Data entries
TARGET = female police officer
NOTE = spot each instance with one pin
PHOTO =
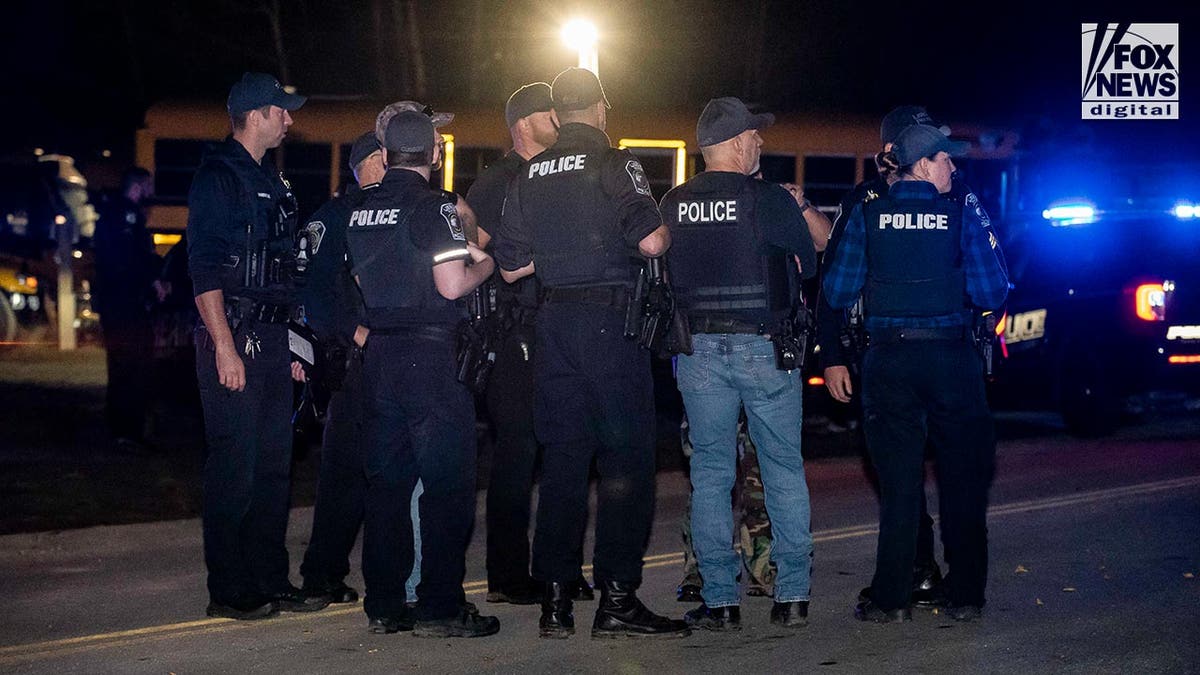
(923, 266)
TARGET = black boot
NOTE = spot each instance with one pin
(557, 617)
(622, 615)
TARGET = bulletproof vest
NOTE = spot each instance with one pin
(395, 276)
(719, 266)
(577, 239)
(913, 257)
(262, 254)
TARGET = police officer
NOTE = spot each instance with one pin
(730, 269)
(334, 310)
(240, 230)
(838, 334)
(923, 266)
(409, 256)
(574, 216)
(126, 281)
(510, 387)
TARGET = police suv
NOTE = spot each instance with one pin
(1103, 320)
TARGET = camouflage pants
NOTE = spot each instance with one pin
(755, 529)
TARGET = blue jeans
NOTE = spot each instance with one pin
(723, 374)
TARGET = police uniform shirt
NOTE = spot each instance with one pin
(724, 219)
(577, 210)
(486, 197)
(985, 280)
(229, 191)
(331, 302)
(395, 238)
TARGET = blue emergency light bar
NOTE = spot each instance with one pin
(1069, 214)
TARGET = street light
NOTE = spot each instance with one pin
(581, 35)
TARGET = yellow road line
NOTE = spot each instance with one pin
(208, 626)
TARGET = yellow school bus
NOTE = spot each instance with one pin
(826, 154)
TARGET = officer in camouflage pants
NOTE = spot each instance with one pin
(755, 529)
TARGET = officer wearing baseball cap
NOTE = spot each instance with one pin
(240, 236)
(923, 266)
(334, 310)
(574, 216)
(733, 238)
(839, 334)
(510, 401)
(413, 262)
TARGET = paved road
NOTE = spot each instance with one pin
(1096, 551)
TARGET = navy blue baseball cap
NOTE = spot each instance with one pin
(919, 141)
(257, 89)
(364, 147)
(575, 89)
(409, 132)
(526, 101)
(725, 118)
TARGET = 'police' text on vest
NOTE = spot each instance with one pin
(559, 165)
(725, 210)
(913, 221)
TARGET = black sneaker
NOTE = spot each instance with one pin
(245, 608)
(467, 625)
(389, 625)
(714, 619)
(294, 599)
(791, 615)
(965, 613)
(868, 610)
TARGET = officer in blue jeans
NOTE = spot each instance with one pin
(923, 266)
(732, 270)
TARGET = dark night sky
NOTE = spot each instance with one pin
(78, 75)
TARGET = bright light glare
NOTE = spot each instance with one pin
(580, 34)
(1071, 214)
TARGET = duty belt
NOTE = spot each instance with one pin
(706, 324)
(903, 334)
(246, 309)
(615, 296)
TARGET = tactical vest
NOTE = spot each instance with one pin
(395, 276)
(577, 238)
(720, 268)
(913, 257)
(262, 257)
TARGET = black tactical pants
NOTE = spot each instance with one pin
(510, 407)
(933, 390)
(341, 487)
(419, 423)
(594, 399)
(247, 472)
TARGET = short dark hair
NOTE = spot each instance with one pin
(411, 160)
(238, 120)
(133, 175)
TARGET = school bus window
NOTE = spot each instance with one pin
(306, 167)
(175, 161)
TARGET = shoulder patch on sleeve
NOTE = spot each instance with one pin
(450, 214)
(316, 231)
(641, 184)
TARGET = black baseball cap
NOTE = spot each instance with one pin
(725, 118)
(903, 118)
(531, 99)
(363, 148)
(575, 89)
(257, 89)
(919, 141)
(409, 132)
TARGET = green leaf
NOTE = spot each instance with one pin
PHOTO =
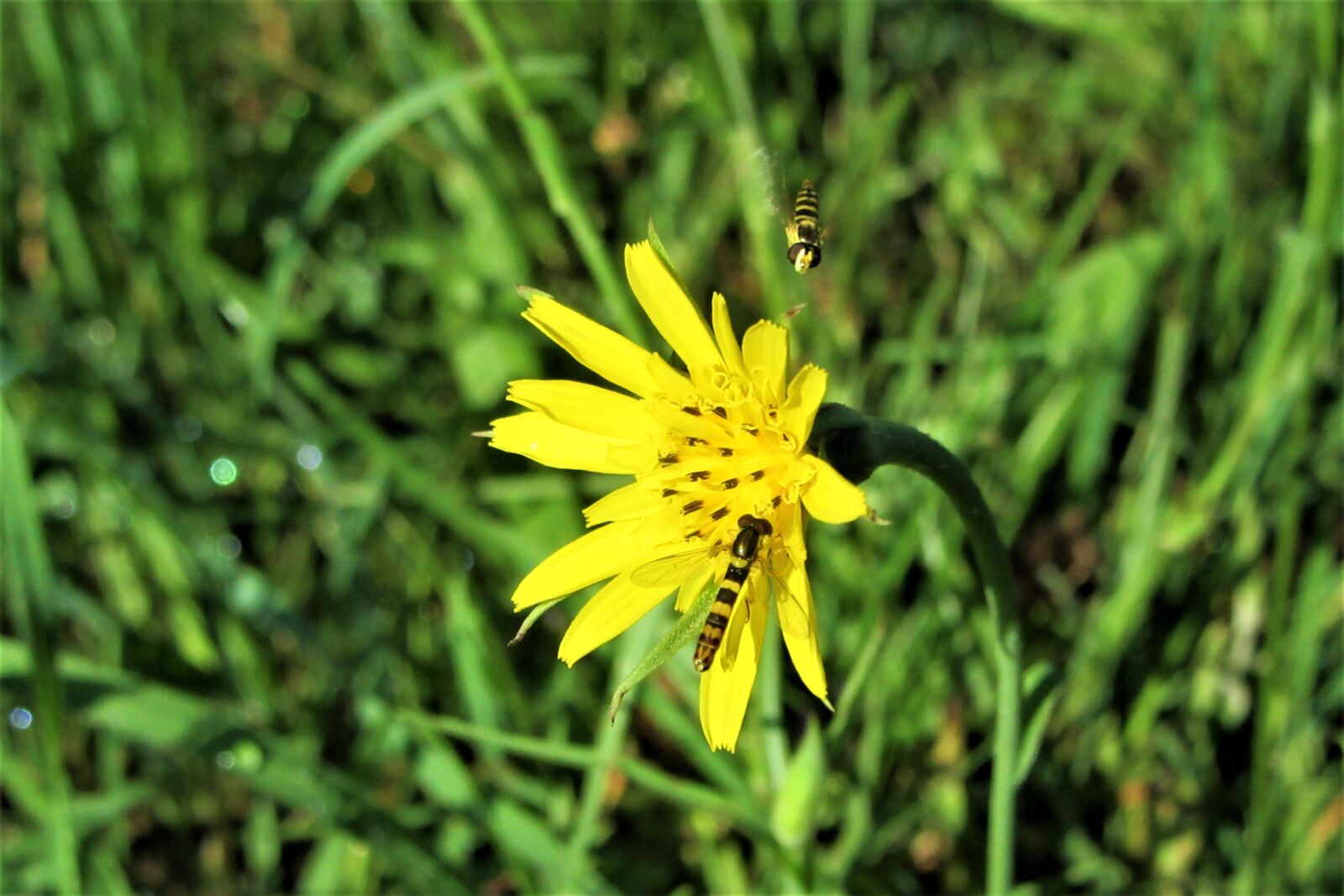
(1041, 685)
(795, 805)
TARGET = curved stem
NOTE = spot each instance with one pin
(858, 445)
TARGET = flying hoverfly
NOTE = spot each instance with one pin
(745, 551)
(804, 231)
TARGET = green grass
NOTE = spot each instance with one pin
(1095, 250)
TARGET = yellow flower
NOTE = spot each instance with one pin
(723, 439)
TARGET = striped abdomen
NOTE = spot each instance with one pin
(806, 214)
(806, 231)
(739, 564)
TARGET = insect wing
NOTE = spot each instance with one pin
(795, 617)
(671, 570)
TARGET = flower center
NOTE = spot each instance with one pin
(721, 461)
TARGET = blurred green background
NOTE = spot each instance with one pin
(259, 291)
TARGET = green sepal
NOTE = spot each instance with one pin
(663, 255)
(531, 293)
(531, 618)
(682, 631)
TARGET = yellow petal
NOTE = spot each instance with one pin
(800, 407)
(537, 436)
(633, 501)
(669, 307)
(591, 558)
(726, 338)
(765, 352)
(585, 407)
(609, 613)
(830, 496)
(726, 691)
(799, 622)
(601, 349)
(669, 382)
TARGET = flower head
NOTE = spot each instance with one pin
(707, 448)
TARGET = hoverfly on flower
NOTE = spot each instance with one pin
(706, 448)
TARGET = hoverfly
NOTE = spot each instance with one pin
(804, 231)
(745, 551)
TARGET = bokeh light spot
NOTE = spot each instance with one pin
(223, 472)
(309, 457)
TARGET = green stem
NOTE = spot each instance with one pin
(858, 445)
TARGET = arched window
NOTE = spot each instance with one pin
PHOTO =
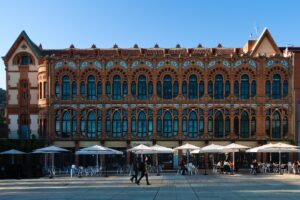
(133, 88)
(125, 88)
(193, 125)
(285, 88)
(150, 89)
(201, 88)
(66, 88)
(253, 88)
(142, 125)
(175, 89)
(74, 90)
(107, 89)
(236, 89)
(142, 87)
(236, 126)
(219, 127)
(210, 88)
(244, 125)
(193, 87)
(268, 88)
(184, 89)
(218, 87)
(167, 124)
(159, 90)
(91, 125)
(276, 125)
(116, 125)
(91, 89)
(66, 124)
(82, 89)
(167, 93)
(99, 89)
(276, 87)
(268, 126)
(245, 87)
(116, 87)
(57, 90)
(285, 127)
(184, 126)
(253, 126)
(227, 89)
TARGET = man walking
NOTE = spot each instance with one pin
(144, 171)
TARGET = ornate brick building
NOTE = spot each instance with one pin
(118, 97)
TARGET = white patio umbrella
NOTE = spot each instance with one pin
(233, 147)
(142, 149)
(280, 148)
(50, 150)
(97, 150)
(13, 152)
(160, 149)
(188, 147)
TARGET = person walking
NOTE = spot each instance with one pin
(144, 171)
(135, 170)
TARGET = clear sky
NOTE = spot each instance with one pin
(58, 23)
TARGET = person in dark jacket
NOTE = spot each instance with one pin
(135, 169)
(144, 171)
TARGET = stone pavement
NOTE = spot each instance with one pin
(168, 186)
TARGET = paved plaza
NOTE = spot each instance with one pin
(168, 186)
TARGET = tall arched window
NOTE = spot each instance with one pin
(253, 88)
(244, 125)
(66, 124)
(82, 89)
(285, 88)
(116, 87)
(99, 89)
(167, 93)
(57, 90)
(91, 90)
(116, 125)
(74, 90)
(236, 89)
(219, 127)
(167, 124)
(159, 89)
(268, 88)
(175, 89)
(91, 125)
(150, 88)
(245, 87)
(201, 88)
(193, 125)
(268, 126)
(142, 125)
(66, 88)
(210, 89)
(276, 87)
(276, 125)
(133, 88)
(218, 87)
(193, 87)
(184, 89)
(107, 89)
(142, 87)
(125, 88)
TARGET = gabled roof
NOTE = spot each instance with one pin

*WHAT THE EXERCISE ASKS*
Recast every line of the data entries above as a numbered list, skipping blank lines and omitting the pictures.

*CORRECT RESPONSE*
1. TARGET = female police officer
2. NOTE = spot each instance with one pin
3. PHOTO =
4. (923, 266)
5. TARGET = black boot
6. NOTE = spot each instance with one pin
7. (557, 617)
8. (622, 615)
9. TARGET = bulletproof vest
10. NOTE = spot each instance with one pin
11. (395, 276)
12. (719, 266)
13. (577, 239)
14. (913, 257)
15. (262, 254)
16. TARGET = police officer
17. NOTE = spot each instance with one pin
18. (730, 269)
19. (334, 310)
20. (240, 230)
21. (838, 334)
22. (923, 266)
23. (409, 256)
24. (574, 216)
25. (126, 281)
26. (510, 387)
27. TARGET = police suv
28. NOTE = spot each instance with one pin
29. (1103, 320)
30. TARGET = camouflage pants
31. NOTE = spot each instance with one pin
32. (755, 529)
33. TARGET = blue jeans
34. NOTE = spot each instance with one pin
35. (723, 374)
36. TARGET = police uniform shirt
37. NOTE = spot each instance with one pin
38. (724, 219)
39. (577, 210)
40. (486, 197)
41. (985, 280)
42. (229, 191)
43. (331, 302)
44. (395, 238)
45. TARGET = blue emergency light bar
46. NOTE = spot each instance with one pin
47. (1069, 214)
48. TARGET = street light
49. NOTE = spot each instance with one pin
50. (581, 35)
51. TARGET = yellow road line
52. NOTE = spot each instance with one pin
53. (208, 626)
54. TARGET = yellow school bus
55. NOTE = spot each instance with one pin
56. (826, 154)
57. TARGET = officer in camouflage pants
58. NOTE = spot each instance with one pin
59. (755, 529)
60. TARGET = officer wearing baseball cap
61. NOTE = spot each instance with one pin
62. (240, 236)
63. (923, 266)
64. (334, 310)
65. (574, 216)
66. (733, 238)
67. (839, 334)
68. (510, 401)
69. (413, 262)
70. TARGET = paved road
71. NOTE = spot each instance with one pin
72. (1096, 551)
73. TARGET = navy blue baseball cap
74. NOTE = spot each instance with one pin
75. (919, 141)
76. (257, 89)
77. (364, 147)
78. (575, 89)
79. (409, 132)
80. (526, 101)
81. (725, 118)
82. TARGET = 'police' text on vest
83. NOTE = spot each instance with one pin
84. (559, 165)
85. (725, 210)
86. (913, 221)
87. TARGET = black sneaker
88. NOTE = spot each instance with one pin
89. (245, 608)
90. (467, 625)
91. (389, 625)
92. (714, 619)
93. (294, 599)
94. (791, 615)
95. (965, 613)
96. (868, 610)
97. TARGET = officer in blue jeans
98. NOTE = spot each instance with one pin
99. (923, 266)
100. (732, 270)
101. TARGET = dark night sky
102. NOTE = spot each instance with one pin
103. (78, 75)
104. TARGET = bright light glare
105. NOTE = spot each instance with one pin
106. (580, 34)
107. (1071, 214)
108. TARGET = duty belt
109. NOTE = spot each instance with one pin
110. (706, 324)
111. (903, 334)
112. (246, 309)
113. (615, 296)
114. TARGET = tactical vest
115. NOTE = spot each instance with one pin
116. (395, 276)
117. (577, 238)
118. (720, 268)
119. (913, 257)
120. (262, 257)
121. TARGET = black tactical pants
122. NOTE = spot each instance with one pin
123. (510, 407)
124. (933, 390)
125. (341, 487)
126. (419, 423)
127. (594, 399)
128. (247, 472)
129. TARGET = short dark hair
130. NOTE = spot each instance with one pin
131. (411, 160)
132. (238, 120)
133. (133, 175)
134. TARGET = school bus window
135. NOTE = spot each instance with one pin
136. (306, 167)
137. (175, 161)
138. TARGET = shoulder patch on sleeve
139. NOTE = spot each instance with one pin
140. (450, 214)
141. (316, 231)
142. (641, 184)
143. TARGET = black baseball cap
144. NOTE = spot each instance with one pin
145. (725, 118)
146. (903, 118)
147. (531, 99)
148. (363, 148)
149. (575, 89)
150. (257, 89)
151. (919, 141)
152. (409, 132)
153. TARGET = green leaf
154. NOTE = spot each instance with one pin
155. PHOTO =
156. (1041, 685)
157. (795, 805)
158. TARGET = curved stem
159. NOTE = spot each instance with one pin
160. (858, 445)
161. TARGET = flying hoverfly
162. NOTE = spot each instance with one pin
163. (745, 551)
164. (804, 231)
165. TARGET = green grass
166. NOTE = spot each instance with one pin
167. (1095, 250)
168. TARGET = yellow flower
169. NOTE = spot each instance with one pin
170. (723, 439)
171. TARGET = striped abdomen
172. NOTE = spot each instance with one pin
173. (806, 214)
174. (806, 231)
175. (739, 564)
176. TARGET = insect wing
177. NOTE = spot each instance with one pin
178. (795, 617)
179. (671, 570)
180. TARGET = flower center
181. NOTE = spot each instance with one pin
182. (721, 461)
183. TARGET = blurred green background
184. NOTE = spot each instance with one pin
185. (259, 291)
186. TARGET = green sepal
187. NOTE = spot each instance with one pin
188. (663, 255)
189. (531, 293)
190. (531, 618)
191. (682, 631)
192. TARGET = yellow petal
193. NOTE = spot each instance with one pin
194. (800, 407)
195. (537, 436)
196. (633, 501)
197. (669, 307)
198. (591, 558)
199. (726, 338)
200. (765, 352)
201. (585, 407)
202. (609, 613)
203. (830, 496)
204. (726, 691)
205. (799, 622)
206. (601, 349)
207. (669, 382)
208. TARGET = flower head
209. NOTE = spot each instance with one pin
210. (707, 448)
211. TARGET = hoverfly on flower
212. NOTE = spot each instance with one pin
213. (706, 448)
214. TARGET = hoverfly
215. NOTE = spot each instance with one pin
216. (804, 231)
217. (745, 551)
218. TARGET = bokeh light spot
219. NOTE = spot each instance with one pin
220. (223, 472)
221. (309, 457)
222. TARGET = green stem
223. NOTE = spot each instance with one pin
224. (858, 445)
225. TARGET = arched window
226. NOTE = spot each instance with one pin
227. PHOTO =
228. (133, 88)
229. (125, 88)
230. (193, 125)
231. (285, 88)
232. (150, 89)
233. (201, 88)
234. (66, 88)
235. (253, 88)
236. (142, 125)
237. (175, 89)
238. (74, 90)
239. (107, 89)
240. (236, 89)
241. (142, 87)
242. (236, 126)
243. (219, 127)
244. (210, 88)
245. (244, 125)
246. (193, 87)
247. (268, 88)
248. (184, 89)
249. (218, 87)
250. (167, 124)
251. (159, 90)
252. (91, 125)
253. (276, 125)
254. (116, 125)
255. (91, 89)
256. (66, 124)
257. (82, 89)
258. (167, 93)
259. (99, 89)
260. (276, 87)
261. (268, 126)
262. (245, 87)
263. (116, 87)
264. (57, 90)
265. (285, 127)
266. (184, 126)
267. (253, 126)
268. (227, 89)
269. TARGET = man walking
270. NOTE = spot each instance with one pin
271. (144, 171)
272. TARGET = ornate brick building
273. NOTE = spot each instance with one pin
274. (118, 97)
275. TARGET = white patio umbrella
276. NOTE = spot each instance with one pin
277. (233, 147)
278. (142, 149)
279. (280, 148)
280. (50, 150)
281. (97, 150)
282. (13, 152)
283. (160, 149)
284. (188, 147)
285. TARGET = person walking
286. NOTE = spot each instance with one pin
287. (144, 171)
288. (135, 170)
289. TARGET = clear sky
290. NOTE = spot each instance with one pin
291. (58, 23)
292. TARGET = person in dark jacket
293. NOTE = spot each instance with one pin
294. (135, 169)
295. (144, 171)
296. TARGET = stone pavement
297. NOTE = spot each instance with one pin
298. (168, 186)
299. TARGET = paved plaza
300. NOTE = spot each instance with one pin
301. (168, 186)
302. TARGET = tall arched window
303. NOTE = spot each instance with one pin
304. (253, 88)
305. (244, 125)
306. (66, 124)
307. (82, 89)
308. (285, 88)
309. (116, 87)
310. (99, 89)
311. (167, 93)
312. (57, 90)
313. (91, 90)
314. (116, 125)
315. (74, 90)
316. (236, 89)
317. (219, 127)
318. (167, 124)
319. (159, 89)
320. (268, 88)
321. (175, 89)
322. (91, 125)
323. (150, 88)
324. (245, 87)
325. (201, 88)
326. (193, 125)
327. (268, 126)
328. (142, 125)
329. (66, 88)
330. (210, 89)
331. (276, 87)
332. (276, 125)
333. (133, 88)
334. (218, 87)
335. (193, 87)
336. (184, 89)
337. (107, 89)
338. (142, 87)
339. (125, 88)
340. TARGET = gabled roof
341. NOTE = spot each instance with one pin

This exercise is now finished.